## Your assignment
All lines from the opening of the entries below through the line containing "Mark the cumulus" must be output exactly as they appear, with no other lines.

Dataset records section start

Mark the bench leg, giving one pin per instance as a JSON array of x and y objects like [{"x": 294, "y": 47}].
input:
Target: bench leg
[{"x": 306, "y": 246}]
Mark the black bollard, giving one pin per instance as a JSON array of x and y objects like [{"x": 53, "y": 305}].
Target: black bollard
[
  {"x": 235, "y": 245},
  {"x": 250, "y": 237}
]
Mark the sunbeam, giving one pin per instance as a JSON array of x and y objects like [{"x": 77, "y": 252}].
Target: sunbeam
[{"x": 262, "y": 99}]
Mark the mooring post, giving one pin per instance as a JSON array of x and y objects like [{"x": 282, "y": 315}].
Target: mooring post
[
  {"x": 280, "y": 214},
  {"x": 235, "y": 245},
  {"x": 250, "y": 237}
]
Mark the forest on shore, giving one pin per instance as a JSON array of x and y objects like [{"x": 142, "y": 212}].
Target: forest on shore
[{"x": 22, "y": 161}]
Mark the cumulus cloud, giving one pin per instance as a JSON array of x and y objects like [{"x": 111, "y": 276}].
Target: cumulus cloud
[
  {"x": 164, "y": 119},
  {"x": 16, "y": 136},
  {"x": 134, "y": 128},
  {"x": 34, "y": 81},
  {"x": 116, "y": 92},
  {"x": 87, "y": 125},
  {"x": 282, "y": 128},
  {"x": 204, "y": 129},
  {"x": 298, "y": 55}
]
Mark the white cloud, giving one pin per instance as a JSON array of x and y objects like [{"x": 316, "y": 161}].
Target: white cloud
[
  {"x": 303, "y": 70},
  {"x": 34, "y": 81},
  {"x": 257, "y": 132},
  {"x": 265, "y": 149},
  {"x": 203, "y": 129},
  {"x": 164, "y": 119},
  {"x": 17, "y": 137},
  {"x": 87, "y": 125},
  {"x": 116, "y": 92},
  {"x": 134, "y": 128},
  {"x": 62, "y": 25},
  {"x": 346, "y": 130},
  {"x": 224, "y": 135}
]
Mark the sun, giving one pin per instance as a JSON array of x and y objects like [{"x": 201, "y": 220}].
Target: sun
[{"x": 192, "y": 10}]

Dataset records section end

## Solution
Mark the bench leg, giving one pin per instance as a JSON array of x and y objects like [{"x": 294, "y": 47}].
input:
Target: bench leg
[{"x": 306, "y": 246}]
Mark the black bollard, giving one pin per instance as a JSON array of x and y objects like [{"x": 53, "y": 305}].
Target: black bollard
[
  {"x": 235, "y": 245},
  {"x": 250, "y": 237}
]
Mark the sunbeam, giving one pin per instance as a JSON array of x and y objects like [{"x": 77, "y": 252}].
Target: sunbeam
[{"x": 262, "y": 99}]
Mark the mooring post, giving one pin per instance as a JSON array of x and y objects like [{"x": 282, "y": 315}].
Target: mooring post
[
  {"x": 280, "y": 214},
  {"x": 235, "y": 245},
  {"x": 250, "y": 237}
]
Mark the forest on shore, giving one pin per instance as a JSON array of x and y objects like [{"x": 142, "y": 212}].
Target: forest on shore
[{"x": 22, "y": 161}]
Mark the cumulus cloud, giving one pin per instance as a JSON array of x and y objects like [{"x": 111, "y": 276}].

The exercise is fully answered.